- Aim: Please update the lines of the listing starting at the one containing "Detection target outboard motor" and ending at the one containing "[116,112,187,183]", replacing "mooring rope" with "anchor line" and leaving everything else unchanged. Return only those lines.

- Stored records:
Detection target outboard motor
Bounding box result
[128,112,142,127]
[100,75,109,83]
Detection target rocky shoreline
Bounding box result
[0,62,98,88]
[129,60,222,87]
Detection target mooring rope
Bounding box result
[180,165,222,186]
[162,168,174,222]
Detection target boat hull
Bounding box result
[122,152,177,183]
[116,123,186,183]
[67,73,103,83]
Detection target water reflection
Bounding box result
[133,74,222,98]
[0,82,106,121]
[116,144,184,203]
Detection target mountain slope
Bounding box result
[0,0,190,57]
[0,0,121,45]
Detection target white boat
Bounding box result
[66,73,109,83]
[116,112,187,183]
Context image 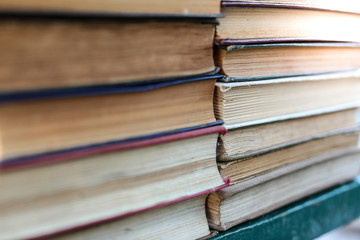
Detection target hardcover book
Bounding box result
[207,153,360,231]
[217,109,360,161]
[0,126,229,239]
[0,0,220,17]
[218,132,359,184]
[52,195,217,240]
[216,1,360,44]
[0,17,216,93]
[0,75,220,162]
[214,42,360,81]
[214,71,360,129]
...
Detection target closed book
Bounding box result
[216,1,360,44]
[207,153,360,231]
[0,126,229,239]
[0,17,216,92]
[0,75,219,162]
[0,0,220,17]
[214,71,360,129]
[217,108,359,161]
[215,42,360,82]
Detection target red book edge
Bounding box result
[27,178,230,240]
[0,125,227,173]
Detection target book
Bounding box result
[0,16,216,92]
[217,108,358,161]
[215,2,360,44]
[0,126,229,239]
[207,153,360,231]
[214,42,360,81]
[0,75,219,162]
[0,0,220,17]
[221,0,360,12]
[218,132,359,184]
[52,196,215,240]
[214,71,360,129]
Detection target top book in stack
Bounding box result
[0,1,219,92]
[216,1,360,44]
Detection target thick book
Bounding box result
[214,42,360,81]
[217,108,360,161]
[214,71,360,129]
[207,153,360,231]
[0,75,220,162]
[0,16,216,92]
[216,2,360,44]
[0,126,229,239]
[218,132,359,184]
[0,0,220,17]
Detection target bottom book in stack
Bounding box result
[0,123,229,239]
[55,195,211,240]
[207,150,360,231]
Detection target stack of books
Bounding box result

- Exercise result:
Detection target outboard motor
Bounding box result
[128,112,142,127]
[100,75,109,83]
Detection target rocky shoreline
Bounding box result
[0,62,98,88]
[129,60,222,87]
Detection target anchor line
Bounding box result
[180,165,222,186]
[162,168,174,222]
Detection target boat hull
Bounding box result
[122,152,177,183]
[116,123,186,183]
[67,73,103,83]
Detection target water reflection
Bounding box result
[133,74,222,98]
[0,82,106,121]
[116,144,184,203]
Detection target mountain slope
Bounding box result
[0,0,190,57]
[0,0,121,45]
Detection target white boat
Bounding box result
[66,73,109,83]
[116,112,187,183]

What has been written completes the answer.